** PROVIDED PASSAGE **
Friday, July 13, 2012

THE GIFT OF FIRE by Reginald Beltran


Forbidden from continuing her life's work in the U.S., a linguistics professor accepts an invitation from a Nigerian dictator to continue her research with apes.


How It Works


Email Rob the first ten pages of your feature length screenplay (in pdf. format) along with a logline and title. Every Friday one of us (or a guest reviewer) posts one writer's work along with notes and a:

Rating

Trash It (Start over.)
Take Another Pass (You're onto something, but it needs more work.)
More Please (I'm hooked. What happens next?)
Somebody Shoot This!

Readers then vote and comment on your work.

This week's review, of Reginald Beltran's 1st 10 pages is brought to you by the Cranky Intern.


We open on a sniper keeping his eye on a mansion.  Various targets cross his eye, a gorilla, Patty.  We’re then thrust into a protest taking place outside the U.N. were the President of the United States addresses the General Assembly.  In the back, Samuel Taylor carefully listens.  Soon after, the President and Samuel meet, where it’s revealed the President backs whatever endeavor Samuel’s pursuing.  
We’re then back at the Mansion, surrounded by law enforcement.  Detective Stephen Walsh quickly arrives and tries to take control over the situation, but instead butts heads with an FBI Agent.  Peter Walsh, Stephen’s & Patty’s father, arrives.  Stephen and Peter make it past the police barricade and enter Patty’s mansion, hoping to resolve the issue.

It appears that Patty stole the primates  from somewhere and is holding them unlawfully.    Why’s the FBI involved in something like this?  The FBI Agent says they’re involved because Patty demanded to speak with the President of the United States and declared she had a bomb.  Conceptually, I don’t see that as a plausible reason.  Even so, why not just bust in the mansion and do what must be done, they’re the FBI.  I doubt they care if monkeys  are involved or killed.

** EXERCISE DESCRIPTION **
Name every rating level that the screenplay review page offers for a writer's pages. The records are not involved here.

Named object pointing entries:

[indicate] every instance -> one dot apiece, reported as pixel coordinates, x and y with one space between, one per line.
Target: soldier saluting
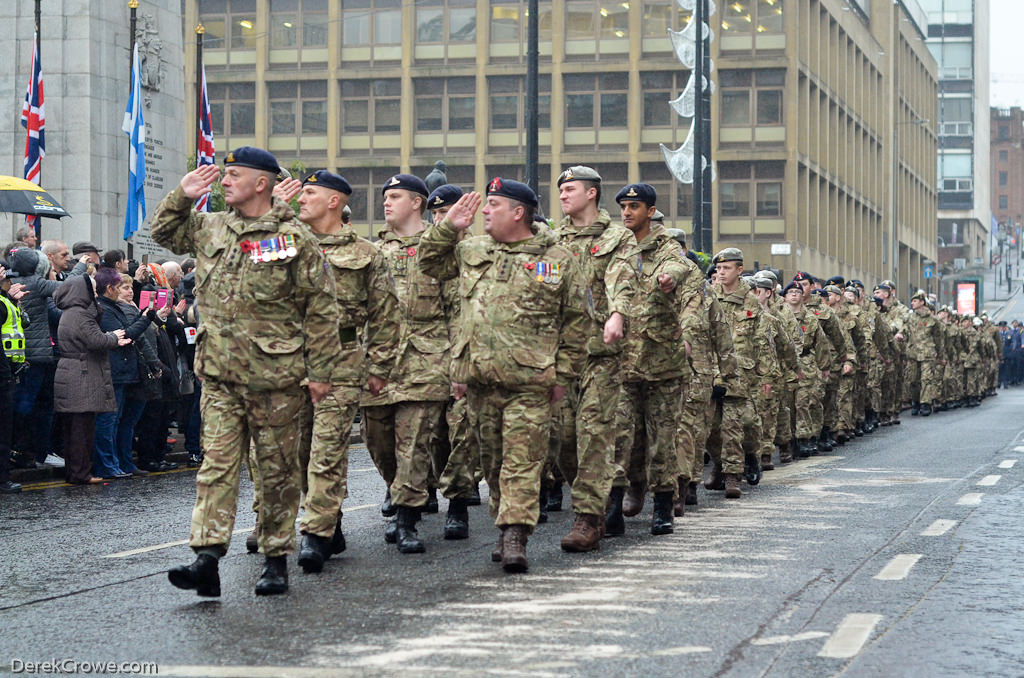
269 322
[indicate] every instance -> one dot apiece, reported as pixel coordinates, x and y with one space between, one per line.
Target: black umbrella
25 197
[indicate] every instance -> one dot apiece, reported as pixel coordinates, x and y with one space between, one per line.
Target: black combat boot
660 521
313 552
406 537
614 522
273 580
202 576
457 520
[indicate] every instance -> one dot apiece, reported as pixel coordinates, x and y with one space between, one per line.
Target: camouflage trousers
325 460
646 451
513 430
735 429
846 403
691 434
398 439
456 452
233 416
587 437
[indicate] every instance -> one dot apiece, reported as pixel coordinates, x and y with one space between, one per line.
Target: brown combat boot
633 503
732 485
716 480
514 549
679 506
585 536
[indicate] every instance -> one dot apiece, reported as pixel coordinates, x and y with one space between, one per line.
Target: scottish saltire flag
135 128
204 150
34 122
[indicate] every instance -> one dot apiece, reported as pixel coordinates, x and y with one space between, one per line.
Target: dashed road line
898 567
851 635
939 527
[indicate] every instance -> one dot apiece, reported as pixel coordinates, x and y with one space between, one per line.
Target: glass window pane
612 110
769 107
387 115
504 112
387 27
355 116
282 117
314 117
462 25
581 108
462 112
735 108
769 199
243 119
428 114
429 25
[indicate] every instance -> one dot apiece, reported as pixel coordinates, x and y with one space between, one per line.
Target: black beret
329 179
407 182
254 158
443 196
643 193
513 189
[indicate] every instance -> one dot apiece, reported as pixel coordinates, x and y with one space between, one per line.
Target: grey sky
1007 52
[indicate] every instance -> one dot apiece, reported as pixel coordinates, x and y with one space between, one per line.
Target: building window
232 108
372 23
229 24
371 106
446 106
298 23
509 19
596 101
753 16
508 102
752 97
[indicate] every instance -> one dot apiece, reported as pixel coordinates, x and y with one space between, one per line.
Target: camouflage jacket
421 371
524 318
609 262
654 346
268 325
369 323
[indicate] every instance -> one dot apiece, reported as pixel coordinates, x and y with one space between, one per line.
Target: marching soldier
269 323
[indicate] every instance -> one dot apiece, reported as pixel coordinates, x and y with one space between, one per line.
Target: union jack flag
34 121
204 147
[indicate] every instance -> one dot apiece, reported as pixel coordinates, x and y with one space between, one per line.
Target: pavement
898 555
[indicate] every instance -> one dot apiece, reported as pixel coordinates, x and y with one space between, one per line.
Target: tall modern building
813 97
957 36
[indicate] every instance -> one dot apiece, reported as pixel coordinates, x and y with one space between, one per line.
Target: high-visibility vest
12 334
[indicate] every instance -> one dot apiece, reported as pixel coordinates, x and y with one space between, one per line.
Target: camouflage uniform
609 262
521 332
397 424
368 327
265 328
656 373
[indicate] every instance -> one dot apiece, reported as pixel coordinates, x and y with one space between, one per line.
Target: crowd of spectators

** RESPONSE TO THIS TASK **
Trash It
Take Another Pass
More Please
Somebody Shoot This!